*What the task asks:* Extract each line of the data below that contains the word "water".

[Rows from a box labeling dataset]
* * * * *
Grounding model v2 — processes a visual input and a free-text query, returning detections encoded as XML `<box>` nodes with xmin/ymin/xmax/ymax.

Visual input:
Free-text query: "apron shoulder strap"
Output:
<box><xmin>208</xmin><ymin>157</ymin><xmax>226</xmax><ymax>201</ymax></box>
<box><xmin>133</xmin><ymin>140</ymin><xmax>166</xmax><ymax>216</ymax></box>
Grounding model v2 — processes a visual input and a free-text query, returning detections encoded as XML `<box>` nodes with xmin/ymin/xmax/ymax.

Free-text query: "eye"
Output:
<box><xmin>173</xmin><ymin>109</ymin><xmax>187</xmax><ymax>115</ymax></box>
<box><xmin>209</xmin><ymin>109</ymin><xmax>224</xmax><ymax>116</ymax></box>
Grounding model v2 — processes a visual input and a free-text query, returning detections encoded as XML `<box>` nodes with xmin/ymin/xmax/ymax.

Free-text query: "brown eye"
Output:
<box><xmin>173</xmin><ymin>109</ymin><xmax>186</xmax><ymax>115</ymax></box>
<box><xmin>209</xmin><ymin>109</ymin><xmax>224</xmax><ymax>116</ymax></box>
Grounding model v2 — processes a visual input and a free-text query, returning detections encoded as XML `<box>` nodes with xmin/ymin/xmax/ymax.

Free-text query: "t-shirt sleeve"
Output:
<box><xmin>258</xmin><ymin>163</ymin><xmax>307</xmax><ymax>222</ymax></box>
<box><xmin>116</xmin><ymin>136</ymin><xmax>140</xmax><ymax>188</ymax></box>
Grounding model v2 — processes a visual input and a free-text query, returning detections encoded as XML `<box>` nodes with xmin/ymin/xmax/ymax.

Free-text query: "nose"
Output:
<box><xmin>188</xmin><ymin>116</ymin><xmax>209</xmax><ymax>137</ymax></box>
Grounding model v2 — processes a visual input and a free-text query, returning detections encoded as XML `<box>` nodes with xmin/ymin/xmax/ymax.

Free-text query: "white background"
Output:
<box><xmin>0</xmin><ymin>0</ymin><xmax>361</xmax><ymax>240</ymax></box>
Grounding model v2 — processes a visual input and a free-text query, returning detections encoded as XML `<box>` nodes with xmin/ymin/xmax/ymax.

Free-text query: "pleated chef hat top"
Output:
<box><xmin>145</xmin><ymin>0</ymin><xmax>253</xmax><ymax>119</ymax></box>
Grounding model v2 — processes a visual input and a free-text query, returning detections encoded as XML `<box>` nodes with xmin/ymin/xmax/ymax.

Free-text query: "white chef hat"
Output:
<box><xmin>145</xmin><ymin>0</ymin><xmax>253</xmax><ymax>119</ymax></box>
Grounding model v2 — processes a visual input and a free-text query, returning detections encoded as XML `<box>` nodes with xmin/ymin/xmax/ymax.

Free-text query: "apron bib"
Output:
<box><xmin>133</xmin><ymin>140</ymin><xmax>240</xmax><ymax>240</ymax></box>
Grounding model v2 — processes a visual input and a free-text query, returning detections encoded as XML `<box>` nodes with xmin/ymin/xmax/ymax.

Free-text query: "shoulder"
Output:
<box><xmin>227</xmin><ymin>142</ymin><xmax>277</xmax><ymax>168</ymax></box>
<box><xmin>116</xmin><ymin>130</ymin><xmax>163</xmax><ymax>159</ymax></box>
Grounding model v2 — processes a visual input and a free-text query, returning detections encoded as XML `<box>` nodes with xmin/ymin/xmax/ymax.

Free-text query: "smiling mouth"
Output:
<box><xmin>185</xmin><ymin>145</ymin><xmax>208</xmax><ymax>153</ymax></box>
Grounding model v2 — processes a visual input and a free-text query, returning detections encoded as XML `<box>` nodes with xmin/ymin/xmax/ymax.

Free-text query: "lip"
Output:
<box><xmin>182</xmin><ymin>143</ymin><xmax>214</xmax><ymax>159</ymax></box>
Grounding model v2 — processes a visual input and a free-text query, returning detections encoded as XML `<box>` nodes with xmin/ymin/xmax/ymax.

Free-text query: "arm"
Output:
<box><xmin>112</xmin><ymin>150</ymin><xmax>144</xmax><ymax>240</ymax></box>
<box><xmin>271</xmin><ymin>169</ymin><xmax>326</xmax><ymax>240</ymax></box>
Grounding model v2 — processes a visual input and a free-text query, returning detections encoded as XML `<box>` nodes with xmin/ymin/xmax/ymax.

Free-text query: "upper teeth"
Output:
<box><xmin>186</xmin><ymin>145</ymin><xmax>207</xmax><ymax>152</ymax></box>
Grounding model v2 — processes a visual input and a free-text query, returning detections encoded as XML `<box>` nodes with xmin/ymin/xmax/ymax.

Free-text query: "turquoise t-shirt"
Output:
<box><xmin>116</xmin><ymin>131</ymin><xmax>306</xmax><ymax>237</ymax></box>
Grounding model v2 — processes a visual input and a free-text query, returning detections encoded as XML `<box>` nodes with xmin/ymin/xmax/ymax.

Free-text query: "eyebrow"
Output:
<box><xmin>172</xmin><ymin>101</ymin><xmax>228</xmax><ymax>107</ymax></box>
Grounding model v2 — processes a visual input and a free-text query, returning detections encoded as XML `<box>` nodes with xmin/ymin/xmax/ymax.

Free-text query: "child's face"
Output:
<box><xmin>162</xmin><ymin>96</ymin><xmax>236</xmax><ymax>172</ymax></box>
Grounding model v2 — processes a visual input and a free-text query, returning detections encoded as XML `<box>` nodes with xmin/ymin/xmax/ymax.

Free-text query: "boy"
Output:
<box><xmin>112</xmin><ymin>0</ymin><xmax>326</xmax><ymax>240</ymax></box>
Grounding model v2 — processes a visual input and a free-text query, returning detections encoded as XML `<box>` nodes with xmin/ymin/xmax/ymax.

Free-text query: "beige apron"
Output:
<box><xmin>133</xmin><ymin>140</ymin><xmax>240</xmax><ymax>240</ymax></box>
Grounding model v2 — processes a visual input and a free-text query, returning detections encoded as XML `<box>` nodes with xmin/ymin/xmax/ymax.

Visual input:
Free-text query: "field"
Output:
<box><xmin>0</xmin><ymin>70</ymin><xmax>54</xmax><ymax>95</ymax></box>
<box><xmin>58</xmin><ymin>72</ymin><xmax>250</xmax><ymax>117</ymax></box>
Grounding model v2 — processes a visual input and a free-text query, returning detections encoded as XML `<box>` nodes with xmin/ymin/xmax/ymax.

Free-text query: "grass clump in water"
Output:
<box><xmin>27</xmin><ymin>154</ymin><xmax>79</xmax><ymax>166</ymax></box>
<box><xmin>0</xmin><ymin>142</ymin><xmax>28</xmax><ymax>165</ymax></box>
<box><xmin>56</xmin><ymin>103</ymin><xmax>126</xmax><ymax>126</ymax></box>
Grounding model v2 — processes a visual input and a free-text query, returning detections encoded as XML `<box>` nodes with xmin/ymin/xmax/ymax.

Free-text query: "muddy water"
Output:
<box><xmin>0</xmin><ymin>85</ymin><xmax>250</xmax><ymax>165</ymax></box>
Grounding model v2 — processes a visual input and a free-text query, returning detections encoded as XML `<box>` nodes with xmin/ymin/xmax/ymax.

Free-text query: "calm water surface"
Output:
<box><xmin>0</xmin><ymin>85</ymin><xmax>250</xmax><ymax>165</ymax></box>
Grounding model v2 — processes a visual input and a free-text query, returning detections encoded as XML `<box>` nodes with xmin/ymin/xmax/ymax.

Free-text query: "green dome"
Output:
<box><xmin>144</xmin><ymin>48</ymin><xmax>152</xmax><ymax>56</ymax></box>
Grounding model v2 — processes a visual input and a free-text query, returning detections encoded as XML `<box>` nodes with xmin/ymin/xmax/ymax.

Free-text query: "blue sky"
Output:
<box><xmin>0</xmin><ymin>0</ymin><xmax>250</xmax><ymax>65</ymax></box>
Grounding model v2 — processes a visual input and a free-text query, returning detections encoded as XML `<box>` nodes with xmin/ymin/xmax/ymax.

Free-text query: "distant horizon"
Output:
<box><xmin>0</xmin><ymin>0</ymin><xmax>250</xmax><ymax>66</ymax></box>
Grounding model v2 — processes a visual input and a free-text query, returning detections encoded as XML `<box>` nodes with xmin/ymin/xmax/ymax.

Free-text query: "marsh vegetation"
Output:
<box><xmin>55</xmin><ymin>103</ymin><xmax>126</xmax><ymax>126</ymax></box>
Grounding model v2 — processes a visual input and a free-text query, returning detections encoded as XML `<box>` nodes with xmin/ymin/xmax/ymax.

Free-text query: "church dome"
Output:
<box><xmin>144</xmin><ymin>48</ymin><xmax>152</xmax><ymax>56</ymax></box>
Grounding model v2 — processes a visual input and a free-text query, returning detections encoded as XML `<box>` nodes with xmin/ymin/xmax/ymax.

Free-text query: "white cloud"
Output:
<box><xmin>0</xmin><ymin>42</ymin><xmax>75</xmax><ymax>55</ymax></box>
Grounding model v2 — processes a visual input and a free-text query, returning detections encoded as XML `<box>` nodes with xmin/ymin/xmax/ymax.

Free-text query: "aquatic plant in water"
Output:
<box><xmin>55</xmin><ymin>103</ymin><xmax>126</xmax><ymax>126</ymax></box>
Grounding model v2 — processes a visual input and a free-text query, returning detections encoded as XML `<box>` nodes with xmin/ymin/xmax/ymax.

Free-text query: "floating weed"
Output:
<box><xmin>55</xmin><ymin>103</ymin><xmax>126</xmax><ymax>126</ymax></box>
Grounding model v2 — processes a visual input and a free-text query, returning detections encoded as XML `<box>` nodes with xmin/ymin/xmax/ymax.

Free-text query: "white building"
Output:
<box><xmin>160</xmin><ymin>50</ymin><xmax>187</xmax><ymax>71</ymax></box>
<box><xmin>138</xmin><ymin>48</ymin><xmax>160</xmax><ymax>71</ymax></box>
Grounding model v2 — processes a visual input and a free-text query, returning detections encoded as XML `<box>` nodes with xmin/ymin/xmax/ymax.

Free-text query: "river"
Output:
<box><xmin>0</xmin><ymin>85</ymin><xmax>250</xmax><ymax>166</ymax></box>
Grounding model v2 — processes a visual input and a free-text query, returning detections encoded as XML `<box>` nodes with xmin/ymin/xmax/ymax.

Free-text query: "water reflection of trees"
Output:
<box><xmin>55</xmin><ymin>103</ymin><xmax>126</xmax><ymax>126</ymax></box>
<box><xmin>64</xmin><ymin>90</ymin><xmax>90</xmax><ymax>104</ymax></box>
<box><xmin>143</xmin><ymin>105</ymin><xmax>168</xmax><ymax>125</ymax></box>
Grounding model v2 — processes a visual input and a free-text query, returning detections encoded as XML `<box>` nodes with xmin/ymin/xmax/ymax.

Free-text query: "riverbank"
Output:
* * * * *
*Response to this exercise:*
Free-text query: "grass clump in water"
Free-text query: "muddy water"
Free-text query: "calm water surface"
Free-text query: "aquatic plant in water"
Free-text query: "water reflection of trees"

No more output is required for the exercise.